__OBJECTIVE__: List every line in the records below that contains the word "black", copying each line in full. Treat uppercase and lowercase letters as different.

__RECORDS SHOWN__:
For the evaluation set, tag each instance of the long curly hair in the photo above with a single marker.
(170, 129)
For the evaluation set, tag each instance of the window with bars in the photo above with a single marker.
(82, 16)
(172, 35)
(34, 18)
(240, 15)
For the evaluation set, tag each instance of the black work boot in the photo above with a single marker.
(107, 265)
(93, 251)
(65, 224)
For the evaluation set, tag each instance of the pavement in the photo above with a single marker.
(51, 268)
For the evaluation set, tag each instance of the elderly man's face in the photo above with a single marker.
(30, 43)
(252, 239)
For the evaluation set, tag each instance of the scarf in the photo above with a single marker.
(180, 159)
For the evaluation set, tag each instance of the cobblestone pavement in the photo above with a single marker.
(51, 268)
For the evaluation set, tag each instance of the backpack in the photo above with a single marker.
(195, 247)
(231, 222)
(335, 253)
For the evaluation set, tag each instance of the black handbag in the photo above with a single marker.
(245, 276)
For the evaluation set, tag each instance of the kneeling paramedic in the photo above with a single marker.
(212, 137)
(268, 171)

==

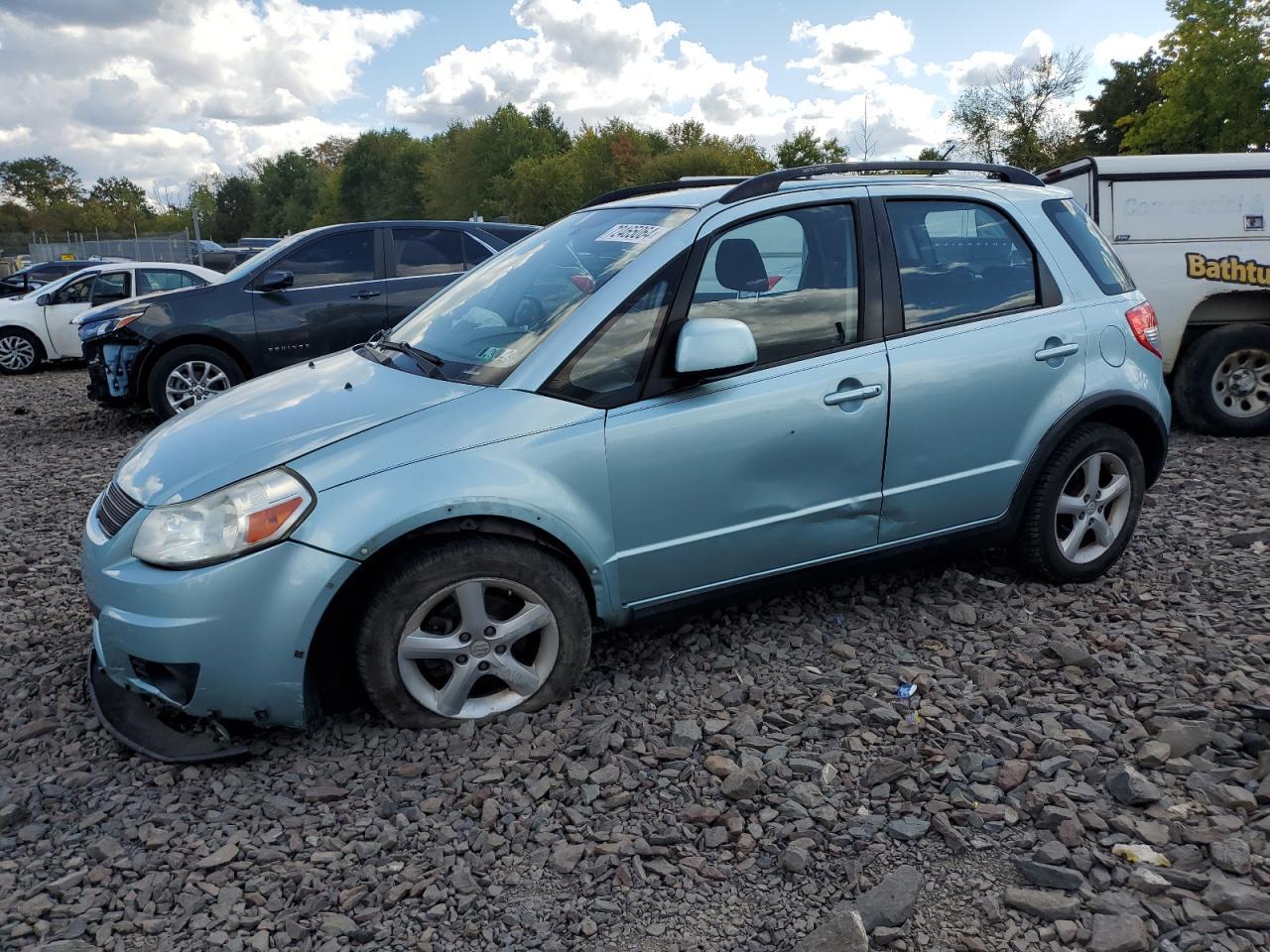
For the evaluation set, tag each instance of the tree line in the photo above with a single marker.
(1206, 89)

...

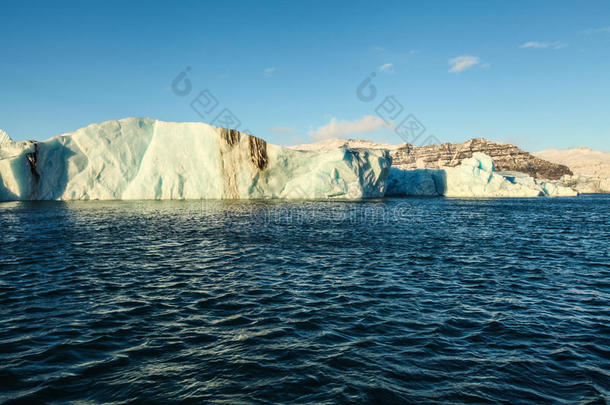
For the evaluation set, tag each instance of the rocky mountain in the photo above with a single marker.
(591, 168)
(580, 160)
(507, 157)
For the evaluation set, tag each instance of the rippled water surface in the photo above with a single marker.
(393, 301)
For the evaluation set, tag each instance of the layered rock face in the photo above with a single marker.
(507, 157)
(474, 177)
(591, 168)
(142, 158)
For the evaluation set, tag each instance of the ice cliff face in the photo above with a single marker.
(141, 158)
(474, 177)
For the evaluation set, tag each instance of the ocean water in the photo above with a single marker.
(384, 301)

__OUTPUT__:
For the evaluation set, tag each instance of the black work boot in the photo above with a single marker.
For the evaluation set, tag each instance of the black handbag in the photo above with a single marker.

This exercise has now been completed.